Figure 1: The default base plot function on the DNase data

We can add some features on the plot, such vertical dotted lines for all observed observations and customise the look and feel of the plot by setting specific arguments to the plot function.

plot(DNase$con, DNase$density,
     xlab = "DNase concentration (ng/ml)",
     ylab = "Optical density",
     pch = 1,
     col = "steelblue")
abline(v = unique(DNase$conc), lty = "dotted")
Customising a base figure using function arguments and overlaying new graphical features.

Figure 2: Customising a base figure using function arguments and overlaying new graphical features

If we wanted to change anything to that figures, we would need to repeat all the commands and modify accordingly. Any additinal command would be added to the existing canvas.

Exercise: How would you produce a figure that differentiates the different runs using base graphics?

Exercise: use the hist and boxplot functions to produce and histogram of all optical densities and a boxplot of the densities split by run.

The base graphics function are very effective to quickly produce out of the box figures. However, there is not global overview and parametrisation of the visualisation. The layout decisions have to be made up upfront (and if not adequate, the figure needs to be redrawn) and every aspect of the figure is customised locally as function arguments.

More generally, base graphics functions will work with various inputs: above we have worked with a data.frame, vectors and a formula. There is no unified type of data across all functions which makes it efficient for some types of data (if they match), but also very heterogeneous in terms of interface, leading to a lot of customisation code.

Finally, defaults, and colours in particular, are poorly chosen.

3 The ggplot2 package

ggplot2 is a plotting package that makes it simple to create complex plots from data in a data frame. It provides a more programmatic interface for specifying what variables to plot, how they are displayed, and general visual properties. The theoretical foundation that supports the ggplot2 is the Grammar of Graphics1 Wilkinson, Leland. 2005. The Grammar of Graphics (Statistics and Computing). Berlin, Heidelberg: Springer-Verlag.. Instead of producing the figure, the user defines and assembles the visual components into an object that is the displayed. There is a book about ggplot22 Wickham, Hadley. 2016. ggplot2: Elegant Graphics for Data Analysis. Springer-Verlag New York. that provides a good overview, but it is outdated. The ggplot2 web page (https://ggplot2.tidyverse.org) provides ample documentation.

Instructions -
a: Copy the stretch of the R plotting text from "The base graphics" through "as function arguments.".
b: State whether each statement below agrees with the R plotting text, answering yes or no and quoting the deciding words: (i) the ggplot2 book is described as outdated; (ii) in base graphics, layout decisions can be revised after drawing without redrawing the figure; (iii) base graphics defaults, colours in particular, are described as well chosen.

Provided material -
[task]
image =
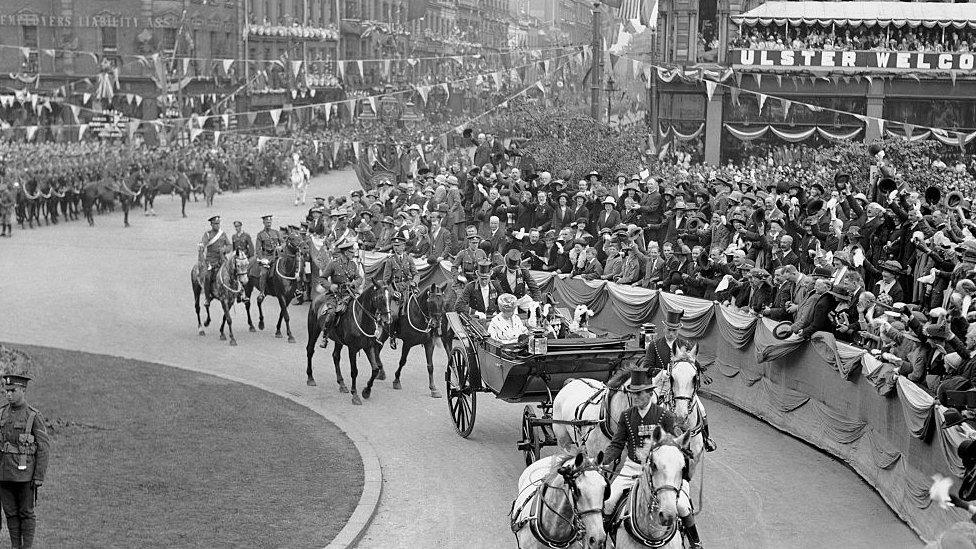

Results for each task -
a:
The base graphics function are very effective to quickly produce out of the box figures. However, there is not global overview and parametrisation of the visualisation. The layout decisions have to be made up upfront (and if not adequate, the figure needs to be redrawn) and every aspect of the figure is customised locally as function arguments.

b:
(i) Yes: "that provides a good overview, but it is outdated."
(ii) No: "The layout decisions have to be made up upfront (and if not adequate, the figure needs to be redrawn)"
(iii) No: "Finally, defaults, and colours in particular, are poorly chosen."